## [Object pointing dataset rows]
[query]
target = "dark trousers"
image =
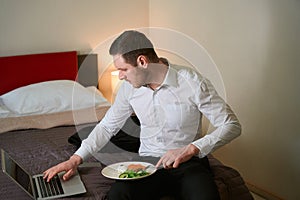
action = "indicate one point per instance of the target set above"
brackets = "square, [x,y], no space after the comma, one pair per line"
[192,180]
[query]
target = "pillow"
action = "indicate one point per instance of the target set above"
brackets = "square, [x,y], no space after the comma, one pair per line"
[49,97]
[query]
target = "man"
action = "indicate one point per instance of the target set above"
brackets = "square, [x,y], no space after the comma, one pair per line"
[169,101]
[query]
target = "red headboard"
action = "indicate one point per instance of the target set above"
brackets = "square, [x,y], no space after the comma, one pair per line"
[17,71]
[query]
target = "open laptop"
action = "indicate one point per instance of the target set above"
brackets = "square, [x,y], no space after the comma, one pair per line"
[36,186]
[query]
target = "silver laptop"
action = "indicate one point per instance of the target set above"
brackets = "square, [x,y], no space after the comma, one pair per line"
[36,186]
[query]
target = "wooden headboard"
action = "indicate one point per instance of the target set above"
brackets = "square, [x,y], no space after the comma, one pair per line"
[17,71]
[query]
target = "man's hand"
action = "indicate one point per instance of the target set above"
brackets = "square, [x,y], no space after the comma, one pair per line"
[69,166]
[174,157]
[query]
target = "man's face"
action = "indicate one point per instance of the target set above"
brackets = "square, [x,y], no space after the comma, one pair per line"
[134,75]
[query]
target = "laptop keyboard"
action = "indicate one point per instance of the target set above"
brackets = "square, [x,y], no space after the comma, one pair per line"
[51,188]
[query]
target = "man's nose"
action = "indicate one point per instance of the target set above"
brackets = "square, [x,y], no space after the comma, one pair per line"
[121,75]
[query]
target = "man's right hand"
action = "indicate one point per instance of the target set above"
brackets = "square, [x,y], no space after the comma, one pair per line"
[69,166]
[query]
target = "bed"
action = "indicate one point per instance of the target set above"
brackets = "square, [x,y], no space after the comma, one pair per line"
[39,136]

## [REQUIREMENTS]
Quote every record above exactly, omitting any pictures they contain.

## [TASK SOLUTION]
[query]
target = "dark trousers"
image =
action = "indicate one point per instance of the target set above"
brackets = "square, [x,y], no space after the comma, one pair per line"
[192,180]
[query]
target = "pillow"
action = "indicate one point per instance of the target set above"
brackets = "square, [x,y], no space after the comma, one pair per line"
[49,97]
[query]
target = "man"
action = "indicate one point per instance of the target set above"
brackets = "square, [x,y], no space after the comma, one pair per line"
[169,101]
[query]
target = "red headboard"
action = "indicate one point per instance of the target set above"
brackets = "square, [x,y], no space after the comma, one pair per line"
[17,71]
[query]
target = "open laptop"
action = "indicate one point per instance of the target set above"
brackets = "square, [x,y], no space after the comma, one pair per line"
[36,186]
[query]
target = "silver laptop"
action = "indicate one point per instance of the target set above"
brackets = "square, [x,y], no space after the comma, one pair per line"
[36,186]
[query]
target = "wooden headboard"
action = "indicate one point per instance of the target set above"
brackets = "square, [x,y], no space after the comma, one pair per line"
[17,71]
[query]
target = "man's hand"
action = "indicate one point per instance of the target set above"
brackets = "square, [x,y], no space after the comma, one pair per line"
[69,166]
[174,157]
[query]
target = "man's face"
action = "indicate one point per instance of the target set above"
brackets = "square, [x,y], no space after the comma, one pair per line"
[134,75]
[query]
target = "laptop keyboard"
action = "indicate one point per instance of the target set above"
brackets = "square, [x,y], no space after the comma, one pair per line"
[51,188]
[query]
target = "man's nose"
action = "indicate one point per instance of the target set above"
brackets = "square, [x,y], no space after the comma, one pair per line"
[121,75]
[query]
target = "man's right hand"
action = "indicate one point per instance of the target set above"
brackets = "square, [x,y], no space after the comma, one pair per line"
[69,166]
[query]
target = "bed"
action = "indicate one point per instance of the target set above"
brackets = "square, [x,y], no space after the comma, one pair per line"
[39,136]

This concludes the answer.